* _Work instruction_
Each line of the data should be repeated precisely.

* _Data provided_
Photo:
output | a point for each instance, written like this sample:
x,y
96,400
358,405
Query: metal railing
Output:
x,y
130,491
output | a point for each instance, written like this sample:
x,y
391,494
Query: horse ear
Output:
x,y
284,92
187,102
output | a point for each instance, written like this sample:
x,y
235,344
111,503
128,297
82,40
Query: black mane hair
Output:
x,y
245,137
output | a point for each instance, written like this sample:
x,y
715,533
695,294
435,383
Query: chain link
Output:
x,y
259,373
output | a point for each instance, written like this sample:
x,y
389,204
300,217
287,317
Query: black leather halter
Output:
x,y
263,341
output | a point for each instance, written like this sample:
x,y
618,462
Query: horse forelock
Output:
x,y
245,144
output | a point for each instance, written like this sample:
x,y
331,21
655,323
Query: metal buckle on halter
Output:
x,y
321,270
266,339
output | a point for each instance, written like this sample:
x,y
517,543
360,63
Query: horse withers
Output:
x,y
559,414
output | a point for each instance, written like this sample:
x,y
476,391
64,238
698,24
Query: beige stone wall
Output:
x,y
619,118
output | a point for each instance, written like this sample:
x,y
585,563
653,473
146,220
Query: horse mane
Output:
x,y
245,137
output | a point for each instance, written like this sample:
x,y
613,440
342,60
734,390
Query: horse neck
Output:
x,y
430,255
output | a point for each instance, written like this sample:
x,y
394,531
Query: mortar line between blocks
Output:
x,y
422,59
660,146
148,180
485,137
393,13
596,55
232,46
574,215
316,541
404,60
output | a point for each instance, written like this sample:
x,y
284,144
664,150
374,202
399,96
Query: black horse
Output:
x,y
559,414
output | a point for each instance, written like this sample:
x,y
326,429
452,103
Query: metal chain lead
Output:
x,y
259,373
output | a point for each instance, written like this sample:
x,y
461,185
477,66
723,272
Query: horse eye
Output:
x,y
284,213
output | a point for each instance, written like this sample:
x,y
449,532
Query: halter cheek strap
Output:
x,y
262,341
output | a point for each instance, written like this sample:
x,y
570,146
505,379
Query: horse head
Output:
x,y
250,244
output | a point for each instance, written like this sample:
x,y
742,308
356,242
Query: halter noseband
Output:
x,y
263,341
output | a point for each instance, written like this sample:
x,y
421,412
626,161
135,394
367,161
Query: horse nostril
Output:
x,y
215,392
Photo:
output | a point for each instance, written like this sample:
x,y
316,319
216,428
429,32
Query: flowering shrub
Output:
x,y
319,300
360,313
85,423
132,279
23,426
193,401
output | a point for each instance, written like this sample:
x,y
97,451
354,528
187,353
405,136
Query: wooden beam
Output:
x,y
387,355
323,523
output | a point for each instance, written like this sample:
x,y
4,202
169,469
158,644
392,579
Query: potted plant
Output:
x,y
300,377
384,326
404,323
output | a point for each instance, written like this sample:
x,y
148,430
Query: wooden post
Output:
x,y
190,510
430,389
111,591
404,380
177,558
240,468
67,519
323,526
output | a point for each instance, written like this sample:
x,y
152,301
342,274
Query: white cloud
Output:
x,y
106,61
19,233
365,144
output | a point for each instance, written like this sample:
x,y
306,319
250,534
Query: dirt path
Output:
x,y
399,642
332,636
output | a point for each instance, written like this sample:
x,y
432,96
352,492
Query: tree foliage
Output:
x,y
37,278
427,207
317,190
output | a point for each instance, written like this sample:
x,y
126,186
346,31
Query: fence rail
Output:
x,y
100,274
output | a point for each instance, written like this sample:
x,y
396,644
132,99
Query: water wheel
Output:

* _Written answer_
Photo:
output | a point for each instance, written like this sample:
x,y
96,400
358,405
Query: metal railing
Output:
x,y
130,491
output | a point for each instance, written like this sample:
x,y
391,494
Query: horse ear
Output:
x,y
284,92
187,102
output | a point for each instance, written like this sample:
x,y
235,344
111,503
128,297
82,40
Query: black mane hair
Output:
x,y
245,137
output | a point for each instance, written like this sample:
x,y
715,533
695,294
435,383
Query: chain link
Output:
x,y
259,373
output | a point for each instance, written like this sample:
x,y
389,204
300,217
287,317
Query: black leather halter
Output:
x,y
263,341
output | a point for each instance, written like this sample:
x,y
618,462
Query: horse forelock
Output:
x,y
245,144
output | a point for each instance, written like this sample:
x,y
331,21
655,323
Query: metal buckle on halter
Output:
x,y
321,270
266,339
output | a point for each instance, written like this sample:
x,y
517,543
360,63
Query: horse withers
Output:
x,y
559,414
output | a point for each instance, written like this sample:
x,y
476,391
64,238
698,24
Query: beige stone wall
Output:
x,y
619,118
output | a point for each instance, written like this sample:
x,y
585,563
653,473
146,220
Query: horse mane
Output:
x,y
245,137
output | a point for each instance, written like this sample:
x,y
613,440
342,60
734,390
Query: horse neck
Output:
x,y
430,255
output | a point for each instance, written like this sample:
x,y
394,531
Query: mortar line between blocks
Output:
x,y
422,59
660,146
148,180
485,137
393,13
596,55
232,46
574,215
316,541
404,60
output | a point for each instance, written like this sample:
x,y
284,144
664,150
374,202
399,96
Query: black horse
Output:
x,y
559,414
output | a point for each instance, written like this sample:
x,y
326,429
452,103
Query: metal chain lead
Output:
x,y
259,373
output | a point for each instance, written like this sample:
x,y
461,185
477,66
723,272
Query: horse eye
Output:
x,y
284,213
output | a point for each instance, written like this sample:
x,y
449,532
Query: halter cheek strap
Output:
x,y
262,341
output | a point for each instance, written like this sample:
x,y
570,146
505,379
Query: horse head
Output:
x,y
250,244
output | a point for each instance, written like this sample:
x,y
742,308
356,242
Query: halter noseband
Output:
x,y
263,341
output | a point for each instance, written like this sample:
x,y
421,412
626,161
135,394
367,161
Query: horse nostril
Output:
x,y
215,392
Photo:
output | a point for each instance, written like this sample:
x,y
316,319
216,428
429,32
Query: flowering shrub
Output:
x,y
319,300
360,313
85,423
132,279
23,426
193,401
output | a point for each instance, written like this sample:
x,y
97,451
354,528
187,353
405,136
Query: wooden beam
Output:
x,y
387,355
323,523
output | a point for each instance, written like this sample:
x,y
4,202
169,469
158,644
392,579
Query: potted plant
Output:
x,y
300,377
384,326
404,323
output | a point for each instance, written like this sample:
x,y
148,430
Query: wooden post
Output:
x,y
190,510
430,389
111,591
404,380
177,558
240,468
67,519
323,526
output | a point for each instance, written like this sample:
x,y
152,301
342,274
Query: white cloud
Output:
x,y
106,61
19,233
365,144
output | a point for each instance, written like this sample:
x,y
306,319
250,534
Query: dirt path
Output:
x,y
399,642
332,636
output | a point for each instance, written like this sample:
x,y
432,96
352,492
Query: tree foliage
Output:
x,y
37,278
427,207
317,190
output | a point for each instance, written like this sample:
x,y
126,186
346,31
Query: fence rail
Output:
x,y
100,274
output | a point for each instance, written like this sample:
x,y
396,644
132,99
Query: water wheel
Output:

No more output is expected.